Quote the records that follow in full and exactly; leave out the pictures.

Text-to-region grounding data:
═══

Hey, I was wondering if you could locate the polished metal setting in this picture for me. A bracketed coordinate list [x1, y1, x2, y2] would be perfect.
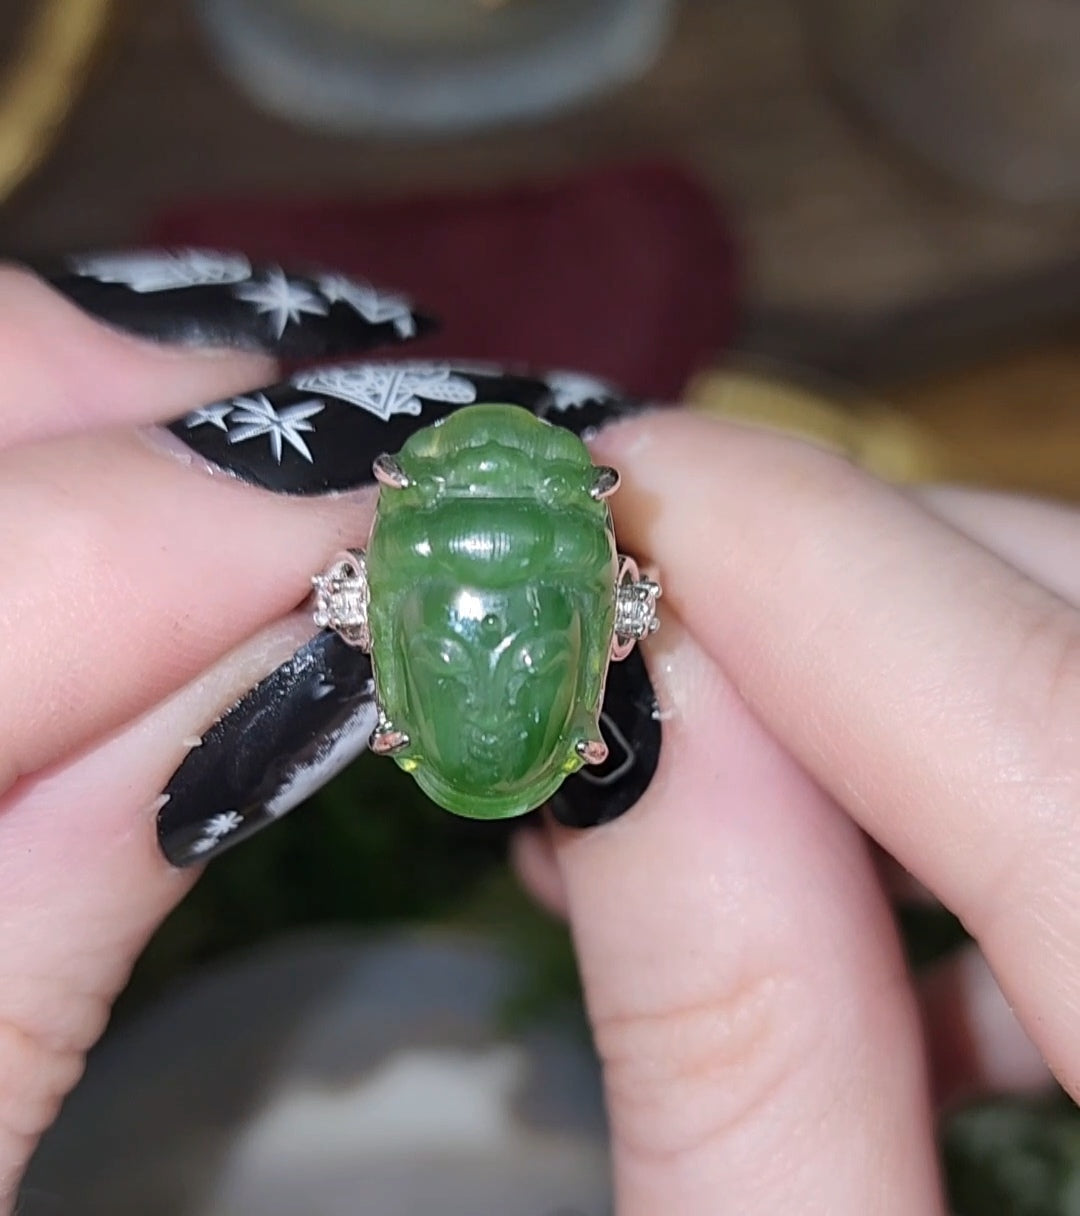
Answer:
[373, 452, 411, 489]
[576, 737, 610, 766]
[589, 465, 621, 500]
[311, 549, 371, 650]
[371, 711, 410, 755]
[611, 555, 662, 662]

═══

▶ **ANSWER BOX**:
Hey, I was wondering if you could locate the polished metal setting in this picture for me. A bracketed coordinate list [x1, y1, x2, y2] would be perfect.
Answer:
[373, 452, 411, 489]
[576, 737, 610, 766]
[589, 465, 621, 500]
[311, 549, 371, 650]
[371, 711, 410, 755]
[611, 555, 662, 662]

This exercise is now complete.